* _WHAT THIS TASK INVOLVES_
Take each line of the entries below that contains "black" and copy it.

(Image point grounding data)
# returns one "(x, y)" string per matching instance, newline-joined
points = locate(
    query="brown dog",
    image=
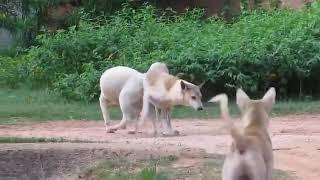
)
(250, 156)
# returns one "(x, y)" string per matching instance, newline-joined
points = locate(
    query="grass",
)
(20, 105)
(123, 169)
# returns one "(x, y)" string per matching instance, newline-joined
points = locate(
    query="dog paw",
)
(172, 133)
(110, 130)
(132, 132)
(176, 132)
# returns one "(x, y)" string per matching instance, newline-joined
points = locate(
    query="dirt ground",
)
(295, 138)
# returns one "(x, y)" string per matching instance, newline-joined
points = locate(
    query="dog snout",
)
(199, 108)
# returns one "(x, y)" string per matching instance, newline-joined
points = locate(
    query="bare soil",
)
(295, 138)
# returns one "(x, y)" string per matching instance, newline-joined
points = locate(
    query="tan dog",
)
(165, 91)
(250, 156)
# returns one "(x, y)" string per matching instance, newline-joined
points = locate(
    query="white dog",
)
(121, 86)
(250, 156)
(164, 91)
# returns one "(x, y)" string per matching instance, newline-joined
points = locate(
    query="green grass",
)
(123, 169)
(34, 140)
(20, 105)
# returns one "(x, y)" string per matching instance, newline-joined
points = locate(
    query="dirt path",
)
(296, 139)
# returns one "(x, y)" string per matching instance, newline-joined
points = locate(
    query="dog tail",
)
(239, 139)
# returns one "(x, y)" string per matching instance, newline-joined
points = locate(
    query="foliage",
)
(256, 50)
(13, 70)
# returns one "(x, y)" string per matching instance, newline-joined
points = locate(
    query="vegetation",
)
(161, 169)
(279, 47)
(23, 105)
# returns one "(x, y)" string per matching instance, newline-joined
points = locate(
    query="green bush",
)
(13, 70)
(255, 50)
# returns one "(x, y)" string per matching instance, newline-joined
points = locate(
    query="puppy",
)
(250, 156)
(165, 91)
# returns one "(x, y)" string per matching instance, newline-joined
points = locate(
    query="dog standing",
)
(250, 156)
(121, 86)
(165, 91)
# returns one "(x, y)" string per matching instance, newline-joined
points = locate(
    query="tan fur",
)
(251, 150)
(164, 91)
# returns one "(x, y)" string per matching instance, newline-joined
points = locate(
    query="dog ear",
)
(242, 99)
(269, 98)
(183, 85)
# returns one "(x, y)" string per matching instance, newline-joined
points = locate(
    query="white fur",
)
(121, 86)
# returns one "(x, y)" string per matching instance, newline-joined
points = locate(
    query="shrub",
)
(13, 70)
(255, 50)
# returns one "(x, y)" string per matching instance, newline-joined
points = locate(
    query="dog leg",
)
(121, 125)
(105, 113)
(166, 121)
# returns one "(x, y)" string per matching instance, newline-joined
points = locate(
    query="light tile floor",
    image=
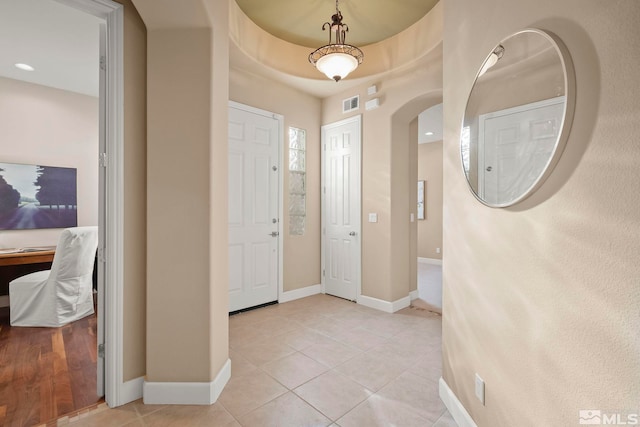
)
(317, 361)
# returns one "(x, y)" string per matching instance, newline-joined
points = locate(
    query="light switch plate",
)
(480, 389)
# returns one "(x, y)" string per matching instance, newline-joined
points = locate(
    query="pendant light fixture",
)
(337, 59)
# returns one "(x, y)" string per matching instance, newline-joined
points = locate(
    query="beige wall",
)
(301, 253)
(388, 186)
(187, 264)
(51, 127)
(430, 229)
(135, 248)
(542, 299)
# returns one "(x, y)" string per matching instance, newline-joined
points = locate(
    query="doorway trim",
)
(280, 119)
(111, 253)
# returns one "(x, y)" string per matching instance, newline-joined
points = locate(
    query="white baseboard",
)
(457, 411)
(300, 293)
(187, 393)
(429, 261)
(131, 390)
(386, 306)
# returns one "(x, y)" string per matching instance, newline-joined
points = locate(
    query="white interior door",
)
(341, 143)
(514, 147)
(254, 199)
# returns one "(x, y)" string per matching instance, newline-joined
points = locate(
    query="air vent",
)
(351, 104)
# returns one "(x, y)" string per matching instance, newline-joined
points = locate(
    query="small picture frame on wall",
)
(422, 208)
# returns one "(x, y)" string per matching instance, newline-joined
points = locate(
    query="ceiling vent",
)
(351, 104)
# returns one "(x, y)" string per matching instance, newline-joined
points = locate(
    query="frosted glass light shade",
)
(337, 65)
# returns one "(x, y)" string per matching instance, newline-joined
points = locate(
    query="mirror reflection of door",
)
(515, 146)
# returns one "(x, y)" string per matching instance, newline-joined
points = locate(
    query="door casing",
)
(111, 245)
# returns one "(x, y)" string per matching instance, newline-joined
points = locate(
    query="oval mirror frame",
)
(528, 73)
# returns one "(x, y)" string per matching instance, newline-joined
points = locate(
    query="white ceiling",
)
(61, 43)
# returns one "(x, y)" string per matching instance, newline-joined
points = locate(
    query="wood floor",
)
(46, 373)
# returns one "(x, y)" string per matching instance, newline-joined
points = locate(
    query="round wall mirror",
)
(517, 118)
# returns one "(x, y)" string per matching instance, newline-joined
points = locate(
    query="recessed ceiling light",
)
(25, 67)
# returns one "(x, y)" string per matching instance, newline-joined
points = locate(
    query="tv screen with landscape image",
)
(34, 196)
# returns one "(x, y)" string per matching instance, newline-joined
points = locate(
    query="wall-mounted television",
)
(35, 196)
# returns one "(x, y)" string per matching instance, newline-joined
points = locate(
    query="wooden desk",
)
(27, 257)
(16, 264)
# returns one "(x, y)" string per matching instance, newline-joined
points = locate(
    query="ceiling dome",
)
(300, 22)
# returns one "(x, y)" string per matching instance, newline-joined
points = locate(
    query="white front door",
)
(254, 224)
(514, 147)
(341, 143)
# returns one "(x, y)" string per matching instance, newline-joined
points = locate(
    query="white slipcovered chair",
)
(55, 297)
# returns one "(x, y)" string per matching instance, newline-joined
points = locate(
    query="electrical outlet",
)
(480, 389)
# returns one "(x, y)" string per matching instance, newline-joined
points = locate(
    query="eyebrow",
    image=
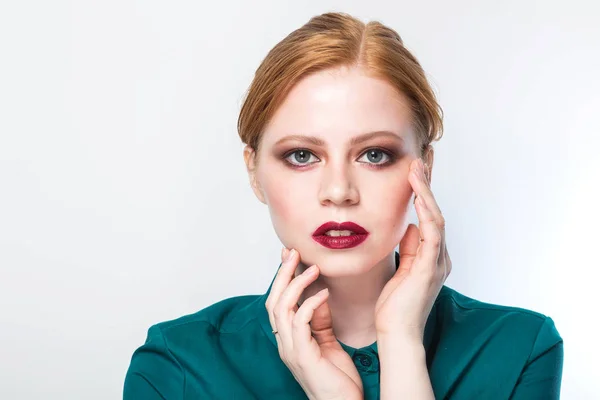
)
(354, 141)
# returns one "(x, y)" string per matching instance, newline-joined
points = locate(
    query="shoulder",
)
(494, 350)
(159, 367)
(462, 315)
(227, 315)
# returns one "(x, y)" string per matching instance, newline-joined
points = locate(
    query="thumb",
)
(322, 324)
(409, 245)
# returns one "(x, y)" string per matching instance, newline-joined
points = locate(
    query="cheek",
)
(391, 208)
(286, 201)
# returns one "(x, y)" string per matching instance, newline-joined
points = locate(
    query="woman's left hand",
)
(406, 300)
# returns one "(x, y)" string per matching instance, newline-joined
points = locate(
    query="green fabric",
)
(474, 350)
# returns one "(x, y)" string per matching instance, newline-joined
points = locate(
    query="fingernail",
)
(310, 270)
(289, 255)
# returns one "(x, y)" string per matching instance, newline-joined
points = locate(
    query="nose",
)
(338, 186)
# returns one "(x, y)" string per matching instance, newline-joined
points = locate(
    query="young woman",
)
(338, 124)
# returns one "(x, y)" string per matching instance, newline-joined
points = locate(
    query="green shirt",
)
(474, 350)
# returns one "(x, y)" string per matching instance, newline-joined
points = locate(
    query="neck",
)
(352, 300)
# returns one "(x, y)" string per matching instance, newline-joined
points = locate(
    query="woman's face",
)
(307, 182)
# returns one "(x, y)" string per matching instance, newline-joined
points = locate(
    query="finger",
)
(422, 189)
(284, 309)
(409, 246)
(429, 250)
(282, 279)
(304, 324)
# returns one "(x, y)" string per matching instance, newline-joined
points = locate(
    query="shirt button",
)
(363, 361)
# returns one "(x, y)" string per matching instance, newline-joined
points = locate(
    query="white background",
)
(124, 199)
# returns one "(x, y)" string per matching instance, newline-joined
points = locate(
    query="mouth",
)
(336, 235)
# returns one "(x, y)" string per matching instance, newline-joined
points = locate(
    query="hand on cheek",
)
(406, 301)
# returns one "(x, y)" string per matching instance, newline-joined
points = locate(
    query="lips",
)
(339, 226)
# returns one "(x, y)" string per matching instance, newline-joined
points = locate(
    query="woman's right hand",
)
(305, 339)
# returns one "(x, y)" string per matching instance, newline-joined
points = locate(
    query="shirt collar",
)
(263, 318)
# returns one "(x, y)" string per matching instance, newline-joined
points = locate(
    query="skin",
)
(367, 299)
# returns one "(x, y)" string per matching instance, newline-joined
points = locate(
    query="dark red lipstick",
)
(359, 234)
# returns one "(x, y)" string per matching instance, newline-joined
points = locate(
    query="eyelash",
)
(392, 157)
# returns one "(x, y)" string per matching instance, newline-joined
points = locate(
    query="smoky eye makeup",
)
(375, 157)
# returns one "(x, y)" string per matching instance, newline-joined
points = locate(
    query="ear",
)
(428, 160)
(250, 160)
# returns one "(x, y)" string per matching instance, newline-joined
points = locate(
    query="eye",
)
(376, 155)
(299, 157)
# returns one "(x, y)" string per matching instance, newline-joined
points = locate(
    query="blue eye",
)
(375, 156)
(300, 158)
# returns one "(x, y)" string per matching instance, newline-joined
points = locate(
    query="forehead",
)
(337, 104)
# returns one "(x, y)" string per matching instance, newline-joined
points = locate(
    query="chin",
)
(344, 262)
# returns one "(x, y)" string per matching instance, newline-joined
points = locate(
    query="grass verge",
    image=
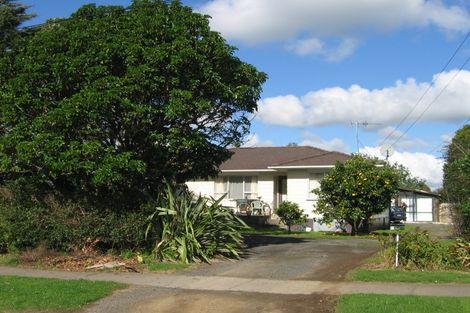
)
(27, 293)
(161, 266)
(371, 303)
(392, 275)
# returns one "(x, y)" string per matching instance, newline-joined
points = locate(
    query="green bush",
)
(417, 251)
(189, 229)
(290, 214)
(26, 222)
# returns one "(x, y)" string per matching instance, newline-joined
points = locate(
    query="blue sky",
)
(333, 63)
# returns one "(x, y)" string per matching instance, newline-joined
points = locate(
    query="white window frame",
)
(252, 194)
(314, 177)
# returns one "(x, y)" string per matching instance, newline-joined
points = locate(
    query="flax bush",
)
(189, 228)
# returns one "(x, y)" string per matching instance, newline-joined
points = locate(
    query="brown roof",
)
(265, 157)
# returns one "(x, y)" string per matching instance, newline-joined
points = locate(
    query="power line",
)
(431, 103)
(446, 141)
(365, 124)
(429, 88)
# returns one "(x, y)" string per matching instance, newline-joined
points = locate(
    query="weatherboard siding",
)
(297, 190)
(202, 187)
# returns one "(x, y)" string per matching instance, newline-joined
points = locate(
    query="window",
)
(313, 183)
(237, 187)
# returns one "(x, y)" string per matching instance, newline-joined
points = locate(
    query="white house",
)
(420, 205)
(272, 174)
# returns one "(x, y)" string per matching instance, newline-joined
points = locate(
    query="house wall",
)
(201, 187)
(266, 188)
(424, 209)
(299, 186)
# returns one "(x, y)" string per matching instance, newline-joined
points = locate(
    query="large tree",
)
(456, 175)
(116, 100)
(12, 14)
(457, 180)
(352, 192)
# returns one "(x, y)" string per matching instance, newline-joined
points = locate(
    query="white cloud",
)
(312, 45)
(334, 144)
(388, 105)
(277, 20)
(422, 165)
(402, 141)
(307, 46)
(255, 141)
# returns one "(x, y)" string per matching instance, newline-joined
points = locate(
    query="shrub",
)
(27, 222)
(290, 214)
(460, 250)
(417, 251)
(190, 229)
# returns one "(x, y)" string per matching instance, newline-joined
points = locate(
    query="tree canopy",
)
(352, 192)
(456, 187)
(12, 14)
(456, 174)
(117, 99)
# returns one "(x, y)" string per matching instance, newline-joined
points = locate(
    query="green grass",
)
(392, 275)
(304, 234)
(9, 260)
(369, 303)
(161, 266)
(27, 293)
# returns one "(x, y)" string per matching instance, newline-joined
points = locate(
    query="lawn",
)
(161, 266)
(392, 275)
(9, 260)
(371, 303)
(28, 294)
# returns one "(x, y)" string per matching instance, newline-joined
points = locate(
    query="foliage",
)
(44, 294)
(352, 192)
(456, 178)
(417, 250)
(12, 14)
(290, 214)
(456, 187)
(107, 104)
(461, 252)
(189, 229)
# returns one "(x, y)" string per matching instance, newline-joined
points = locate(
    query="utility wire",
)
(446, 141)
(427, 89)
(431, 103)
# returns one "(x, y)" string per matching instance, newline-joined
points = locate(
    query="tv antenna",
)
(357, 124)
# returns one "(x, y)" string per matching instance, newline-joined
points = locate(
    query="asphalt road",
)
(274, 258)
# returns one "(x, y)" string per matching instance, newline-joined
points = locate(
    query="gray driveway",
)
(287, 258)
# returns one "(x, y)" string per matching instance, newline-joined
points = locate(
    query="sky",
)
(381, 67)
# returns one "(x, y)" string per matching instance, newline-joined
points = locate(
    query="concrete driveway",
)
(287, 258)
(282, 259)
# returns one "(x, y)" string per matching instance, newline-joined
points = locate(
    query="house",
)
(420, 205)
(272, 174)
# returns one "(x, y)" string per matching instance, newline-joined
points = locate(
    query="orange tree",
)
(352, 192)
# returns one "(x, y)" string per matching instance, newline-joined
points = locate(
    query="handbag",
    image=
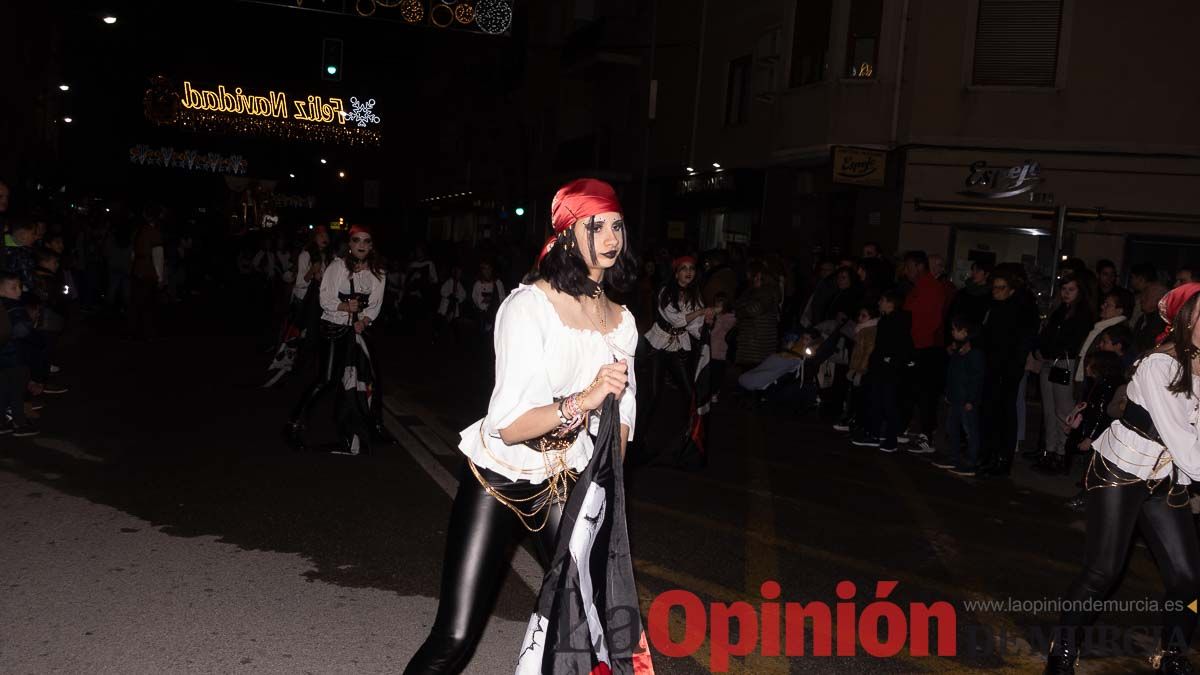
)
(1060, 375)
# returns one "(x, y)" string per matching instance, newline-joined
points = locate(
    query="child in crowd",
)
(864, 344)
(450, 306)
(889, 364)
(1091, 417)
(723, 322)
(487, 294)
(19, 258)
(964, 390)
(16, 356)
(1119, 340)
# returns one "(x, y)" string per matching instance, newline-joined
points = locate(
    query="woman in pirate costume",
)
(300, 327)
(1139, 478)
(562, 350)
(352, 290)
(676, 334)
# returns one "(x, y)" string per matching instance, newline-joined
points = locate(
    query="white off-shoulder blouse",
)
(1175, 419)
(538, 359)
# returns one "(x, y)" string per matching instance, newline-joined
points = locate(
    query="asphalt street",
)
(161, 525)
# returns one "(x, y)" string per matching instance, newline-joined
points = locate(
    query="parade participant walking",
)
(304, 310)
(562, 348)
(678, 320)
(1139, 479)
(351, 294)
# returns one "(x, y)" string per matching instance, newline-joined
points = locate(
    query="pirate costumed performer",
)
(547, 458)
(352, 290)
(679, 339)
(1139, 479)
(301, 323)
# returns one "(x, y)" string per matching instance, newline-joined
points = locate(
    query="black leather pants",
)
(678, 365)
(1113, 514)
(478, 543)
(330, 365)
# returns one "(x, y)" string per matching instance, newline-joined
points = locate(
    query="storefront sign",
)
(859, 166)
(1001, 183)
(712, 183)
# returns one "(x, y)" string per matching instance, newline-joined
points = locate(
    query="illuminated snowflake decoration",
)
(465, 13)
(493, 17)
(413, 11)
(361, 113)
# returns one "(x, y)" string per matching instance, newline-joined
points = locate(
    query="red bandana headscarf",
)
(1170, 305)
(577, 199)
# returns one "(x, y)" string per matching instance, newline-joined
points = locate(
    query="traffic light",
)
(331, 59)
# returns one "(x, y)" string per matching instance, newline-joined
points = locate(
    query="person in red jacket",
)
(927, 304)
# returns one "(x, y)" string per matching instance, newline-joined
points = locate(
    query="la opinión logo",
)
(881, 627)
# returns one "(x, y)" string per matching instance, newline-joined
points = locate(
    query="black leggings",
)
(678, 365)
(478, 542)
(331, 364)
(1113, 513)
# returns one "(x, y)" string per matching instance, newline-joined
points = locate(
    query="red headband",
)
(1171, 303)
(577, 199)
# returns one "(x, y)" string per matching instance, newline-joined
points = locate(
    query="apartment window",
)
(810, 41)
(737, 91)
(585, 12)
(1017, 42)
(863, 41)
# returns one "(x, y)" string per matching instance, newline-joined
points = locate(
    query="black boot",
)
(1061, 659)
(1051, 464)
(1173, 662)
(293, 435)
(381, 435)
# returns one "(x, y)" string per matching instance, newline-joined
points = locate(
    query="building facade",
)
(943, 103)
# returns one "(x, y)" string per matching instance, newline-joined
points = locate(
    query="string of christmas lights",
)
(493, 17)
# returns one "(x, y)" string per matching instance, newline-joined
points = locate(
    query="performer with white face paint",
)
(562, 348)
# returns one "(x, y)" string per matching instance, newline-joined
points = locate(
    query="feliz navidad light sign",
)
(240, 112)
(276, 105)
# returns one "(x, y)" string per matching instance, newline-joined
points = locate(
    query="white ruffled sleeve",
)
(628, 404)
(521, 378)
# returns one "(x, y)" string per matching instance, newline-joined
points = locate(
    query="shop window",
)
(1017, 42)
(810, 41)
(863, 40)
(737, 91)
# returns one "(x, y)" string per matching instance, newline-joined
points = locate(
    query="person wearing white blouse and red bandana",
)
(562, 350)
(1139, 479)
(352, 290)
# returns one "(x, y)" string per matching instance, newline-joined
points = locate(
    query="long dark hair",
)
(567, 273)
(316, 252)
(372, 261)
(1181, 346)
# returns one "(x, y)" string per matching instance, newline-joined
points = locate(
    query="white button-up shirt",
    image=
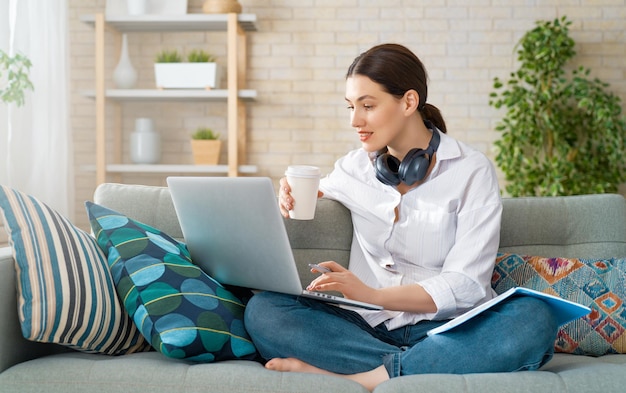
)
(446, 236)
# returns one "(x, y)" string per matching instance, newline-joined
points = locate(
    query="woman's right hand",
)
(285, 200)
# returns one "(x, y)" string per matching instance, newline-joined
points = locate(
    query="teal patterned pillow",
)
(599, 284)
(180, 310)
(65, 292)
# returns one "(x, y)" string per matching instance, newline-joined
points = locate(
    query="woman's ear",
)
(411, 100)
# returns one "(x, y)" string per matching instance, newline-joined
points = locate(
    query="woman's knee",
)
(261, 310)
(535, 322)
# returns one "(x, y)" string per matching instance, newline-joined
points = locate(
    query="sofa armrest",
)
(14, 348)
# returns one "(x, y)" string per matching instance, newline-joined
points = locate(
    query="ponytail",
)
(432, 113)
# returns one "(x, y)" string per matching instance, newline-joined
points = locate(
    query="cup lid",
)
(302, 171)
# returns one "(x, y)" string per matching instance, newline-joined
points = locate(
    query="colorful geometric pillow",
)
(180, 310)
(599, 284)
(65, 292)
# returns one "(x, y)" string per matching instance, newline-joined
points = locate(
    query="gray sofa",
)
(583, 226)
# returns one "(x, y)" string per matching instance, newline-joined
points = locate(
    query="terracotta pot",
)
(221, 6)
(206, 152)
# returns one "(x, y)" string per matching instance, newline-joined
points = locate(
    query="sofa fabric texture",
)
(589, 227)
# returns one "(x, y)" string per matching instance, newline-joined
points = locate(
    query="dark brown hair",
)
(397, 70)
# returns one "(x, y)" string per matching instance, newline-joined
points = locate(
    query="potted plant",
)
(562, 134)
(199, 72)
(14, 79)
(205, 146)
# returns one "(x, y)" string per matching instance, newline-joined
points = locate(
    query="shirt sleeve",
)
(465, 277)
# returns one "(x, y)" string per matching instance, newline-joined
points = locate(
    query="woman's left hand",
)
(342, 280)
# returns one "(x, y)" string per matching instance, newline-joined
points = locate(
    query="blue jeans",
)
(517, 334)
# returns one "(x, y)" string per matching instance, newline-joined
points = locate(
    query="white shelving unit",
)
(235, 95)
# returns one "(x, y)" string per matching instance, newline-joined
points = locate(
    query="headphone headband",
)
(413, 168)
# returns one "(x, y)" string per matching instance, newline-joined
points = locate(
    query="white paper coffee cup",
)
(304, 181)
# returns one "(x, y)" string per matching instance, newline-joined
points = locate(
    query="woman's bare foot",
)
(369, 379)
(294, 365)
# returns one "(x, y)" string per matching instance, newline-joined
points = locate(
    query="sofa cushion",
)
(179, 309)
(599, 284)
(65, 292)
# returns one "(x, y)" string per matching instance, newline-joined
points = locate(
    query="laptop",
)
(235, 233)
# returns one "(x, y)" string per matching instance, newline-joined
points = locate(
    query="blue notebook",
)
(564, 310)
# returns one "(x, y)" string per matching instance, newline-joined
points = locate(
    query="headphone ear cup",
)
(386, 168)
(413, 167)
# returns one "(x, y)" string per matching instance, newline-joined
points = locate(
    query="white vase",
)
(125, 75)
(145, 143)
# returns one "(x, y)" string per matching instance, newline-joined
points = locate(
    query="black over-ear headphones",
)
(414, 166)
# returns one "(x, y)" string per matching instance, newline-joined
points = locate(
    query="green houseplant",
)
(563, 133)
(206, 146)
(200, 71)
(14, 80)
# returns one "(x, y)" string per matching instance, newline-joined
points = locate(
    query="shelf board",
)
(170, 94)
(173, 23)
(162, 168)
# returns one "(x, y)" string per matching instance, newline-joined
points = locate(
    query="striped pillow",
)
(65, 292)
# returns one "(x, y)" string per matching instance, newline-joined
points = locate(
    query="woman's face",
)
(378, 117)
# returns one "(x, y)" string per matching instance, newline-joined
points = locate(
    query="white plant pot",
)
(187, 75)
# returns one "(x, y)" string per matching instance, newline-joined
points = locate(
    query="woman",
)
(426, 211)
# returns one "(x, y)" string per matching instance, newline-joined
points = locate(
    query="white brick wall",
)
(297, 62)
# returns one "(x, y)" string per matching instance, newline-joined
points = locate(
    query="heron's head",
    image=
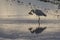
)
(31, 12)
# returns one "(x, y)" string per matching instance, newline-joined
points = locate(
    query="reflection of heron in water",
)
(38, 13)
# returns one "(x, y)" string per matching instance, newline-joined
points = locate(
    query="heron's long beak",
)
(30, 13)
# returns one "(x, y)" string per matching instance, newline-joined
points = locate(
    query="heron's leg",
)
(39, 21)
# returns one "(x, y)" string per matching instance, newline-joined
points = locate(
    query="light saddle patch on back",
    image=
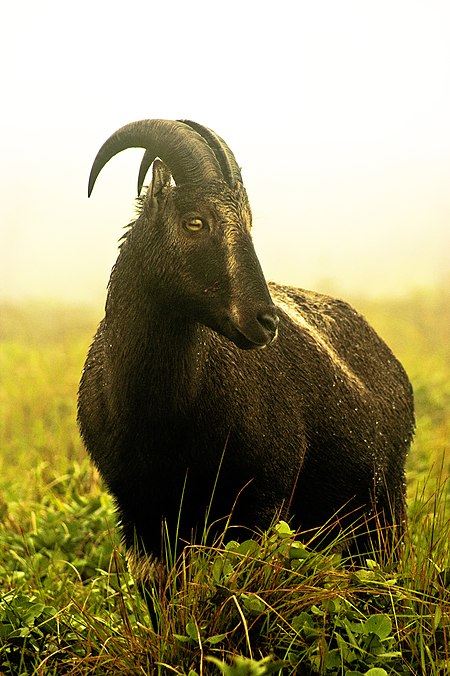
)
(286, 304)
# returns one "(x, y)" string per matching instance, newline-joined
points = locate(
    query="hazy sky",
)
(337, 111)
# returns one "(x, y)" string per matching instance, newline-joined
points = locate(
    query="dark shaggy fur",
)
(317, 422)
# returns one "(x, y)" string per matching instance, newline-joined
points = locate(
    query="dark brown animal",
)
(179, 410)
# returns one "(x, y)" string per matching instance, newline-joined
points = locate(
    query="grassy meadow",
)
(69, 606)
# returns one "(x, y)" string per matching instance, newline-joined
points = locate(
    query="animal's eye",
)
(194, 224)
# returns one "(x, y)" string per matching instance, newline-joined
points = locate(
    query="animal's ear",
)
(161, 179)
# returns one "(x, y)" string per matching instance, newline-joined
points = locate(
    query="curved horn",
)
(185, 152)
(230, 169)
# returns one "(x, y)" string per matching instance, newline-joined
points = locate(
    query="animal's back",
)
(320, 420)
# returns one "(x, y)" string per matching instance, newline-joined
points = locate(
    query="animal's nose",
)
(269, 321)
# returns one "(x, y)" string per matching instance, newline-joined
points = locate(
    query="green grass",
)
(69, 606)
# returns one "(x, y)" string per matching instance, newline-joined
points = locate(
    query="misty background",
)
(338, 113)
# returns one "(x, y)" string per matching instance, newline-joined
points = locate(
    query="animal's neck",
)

* _YOUR RESPONSE_
    query="black leather pants",
    query="black leggings",
    query="black boot",
    query="black over-ear headphones",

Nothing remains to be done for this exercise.